Continue the New Year blog post below, picking up right after its last sentence.

TEXT:
#####
Thank you for keeping me company (been singing Keep Me Company by Walkie Talkies in my head..hehe) and for reminding me each time that your joy is my strength; therefore, in you, I would never be destroyed:)

Friday, January 2, 2015

2-0-1-5

Well hello there 2015...

Now that you've arrived, I also recognize that the holiday vacation will soon be over before I know it, so before I get caught up in business once again, allow me to whip up my traditional year-end and new year post as my way of concretely looking back and looking forward.

I also recently came from our One Move-One Wave Camp at church where I was a part-time camper, part-time speaker. I spoke about the benefits of consistency (BIG Word), but despite projecting the image of someone who's consistent, I must confess that I've been finding it difficult to start doing the commitments I made in the same camp.

It's just January 1, I know, and I'm probably being too hard on myself; but I intend to start this year right so through this post, I hope to begin fulfilling my goal to journal (physical or virtual) at least once a week on my insights and highlights.

It's just Metro Manila for us this year's holidays and the Paglicawan Annual Family Reunion was a blast as usual. It was held at The Ipil Gardens in Marikina (definitely a nice place for events and reunions) and were hosted by Tito Ed and Tita Helen's brood. It was Alfie's first time to join our reunion and it was stressful both for him and us, but the kids enjoyed having him around and I bet he also enjoyed it too especially the balloons and pingpong balls..hehe! Tita Saline, Kuya Jan, and Ivan also joined us for the first time. They also stayed in the house for about a week and these are some of my observations: (1) My lungs could hardly stand cigarette smoke so I'm very blessed that nobody in our household smokes and I only had to bear with it for a week; and (2) Having a toddler in the house is fun but we're not used to the disorganization and clutter associated with it...the oc-oc in me could not help but be stressed whenever he would step on the carpet with his outdoor slippers on...hehe

Speaking of carpet, a lot has been added to beautify our humble home such as indoor plants, our new dining table, some decorations here and there and a much bigger television. Our home is one of our highlights and one of God's wonderful blessings to our family in 2014 and I'm very grateful (especially in times of storms and strong winds) that we have this shelter to protect us and keep us warm and safe.
#####
RECORDS:
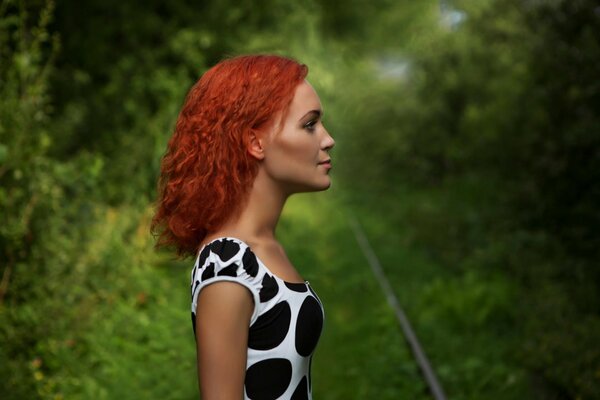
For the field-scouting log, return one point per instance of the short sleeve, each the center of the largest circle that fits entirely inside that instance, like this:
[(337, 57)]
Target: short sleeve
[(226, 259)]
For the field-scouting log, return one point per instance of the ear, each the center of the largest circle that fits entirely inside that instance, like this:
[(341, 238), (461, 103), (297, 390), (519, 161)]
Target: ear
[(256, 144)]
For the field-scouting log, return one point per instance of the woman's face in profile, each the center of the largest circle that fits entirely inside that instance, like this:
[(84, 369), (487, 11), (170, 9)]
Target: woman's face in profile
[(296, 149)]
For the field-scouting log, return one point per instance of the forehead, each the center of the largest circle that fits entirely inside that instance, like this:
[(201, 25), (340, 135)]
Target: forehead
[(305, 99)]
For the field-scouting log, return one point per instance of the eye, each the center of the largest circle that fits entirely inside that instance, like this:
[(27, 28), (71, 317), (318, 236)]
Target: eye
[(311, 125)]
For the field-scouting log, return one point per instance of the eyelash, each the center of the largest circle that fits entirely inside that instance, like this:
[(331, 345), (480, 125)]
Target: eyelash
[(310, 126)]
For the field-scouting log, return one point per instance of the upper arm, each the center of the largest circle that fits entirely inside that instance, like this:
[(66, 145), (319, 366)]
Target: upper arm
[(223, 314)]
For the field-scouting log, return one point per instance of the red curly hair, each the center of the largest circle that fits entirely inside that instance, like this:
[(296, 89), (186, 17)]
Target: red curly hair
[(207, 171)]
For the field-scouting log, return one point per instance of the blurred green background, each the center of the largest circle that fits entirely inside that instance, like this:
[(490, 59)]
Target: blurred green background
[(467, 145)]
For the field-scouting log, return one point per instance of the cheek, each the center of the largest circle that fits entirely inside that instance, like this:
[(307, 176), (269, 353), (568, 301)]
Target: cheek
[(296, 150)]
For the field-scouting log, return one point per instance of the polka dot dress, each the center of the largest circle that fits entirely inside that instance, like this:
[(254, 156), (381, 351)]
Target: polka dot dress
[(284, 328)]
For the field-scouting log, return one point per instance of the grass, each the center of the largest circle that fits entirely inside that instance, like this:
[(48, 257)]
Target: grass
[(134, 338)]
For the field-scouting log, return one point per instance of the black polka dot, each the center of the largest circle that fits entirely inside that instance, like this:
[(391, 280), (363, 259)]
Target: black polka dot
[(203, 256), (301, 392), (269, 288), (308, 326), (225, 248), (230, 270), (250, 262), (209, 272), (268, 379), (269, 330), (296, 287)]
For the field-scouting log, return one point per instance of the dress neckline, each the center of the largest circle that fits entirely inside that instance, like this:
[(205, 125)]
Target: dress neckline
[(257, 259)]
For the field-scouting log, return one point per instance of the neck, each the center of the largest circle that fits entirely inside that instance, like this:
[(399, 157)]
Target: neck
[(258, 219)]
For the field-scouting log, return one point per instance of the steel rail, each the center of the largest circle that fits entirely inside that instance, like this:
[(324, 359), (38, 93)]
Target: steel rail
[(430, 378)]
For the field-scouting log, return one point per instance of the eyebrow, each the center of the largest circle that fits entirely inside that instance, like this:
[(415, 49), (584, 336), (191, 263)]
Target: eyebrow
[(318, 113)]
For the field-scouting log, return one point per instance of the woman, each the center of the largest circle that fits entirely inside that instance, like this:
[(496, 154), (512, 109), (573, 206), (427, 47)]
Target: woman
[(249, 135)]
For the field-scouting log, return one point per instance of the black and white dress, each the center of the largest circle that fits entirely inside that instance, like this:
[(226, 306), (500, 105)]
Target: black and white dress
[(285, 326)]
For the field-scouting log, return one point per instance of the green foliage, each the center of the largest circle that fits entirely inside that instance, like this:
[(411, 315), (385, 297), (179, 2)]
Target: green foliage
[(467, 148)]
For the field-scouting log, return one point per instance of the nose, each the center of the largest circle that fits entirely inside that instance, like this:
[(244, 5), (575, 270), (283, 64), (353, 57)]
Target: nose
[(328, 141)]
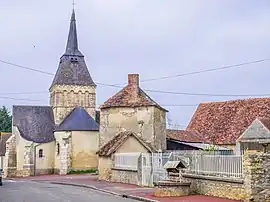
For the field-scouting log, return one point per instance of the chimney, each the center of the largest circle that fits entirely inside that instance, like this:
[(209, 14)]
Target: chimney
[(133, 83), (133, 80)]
#####
EXERCISE RESPONSE:
Each day, I praise God for another chance at life, for protection, good health and provision, but among my highlights include:
- Promotion to Nurse II (thank you Lord!)
- my stint and unexpected win as Ms. Nursing 1st Runner up (highlight pa rin to..haha)
- HMA win of our Paper Reduction Initiative, God's favor at work through my bosses, and little victories and accomplishments each day
- Consistent song leading at church, and my being part of the Prayer Team, One Wave core
- My cell group with Kat and my own cell group with Jam and Nona
- God's provision for my masteral studies
- and the biggest surprise and promise of the future: Med School in 2016! (I'm claiming it na po Lord:)

And once again, I can't help but be teary-eyed just remembering how faithful you have been then and now. Despite my struggles, you've been there...you have always been there for me, waiting for me to get hold of myself and remember who you are and who I am because of what you have done for me.

So thank you Lord! and as I enter 2015, I confess that I have this little dread not knowing what the future will bring; but I intend to fight it and triumph over it as I hold on to your perfect love that drives out all fears. I can't say with certainty Lord that I've become a better person with my fairly equal amount of hits and misses, but I hope that as I sincerely try, you would continue to help me overcome my emotions and my tendency to worry too much. Help me to rejoice and not be too serious with stuffs..hehe..but teach me to be serious as well on things that really matter.

This 2015, I'm believing You for wonderful surprises yet again, as I prepare myself for what you have set aside for me in 2016:) Your will be done in my life Lord, and may all of me give glory to You now and always!
Happy New Year from Seezums and Alfie!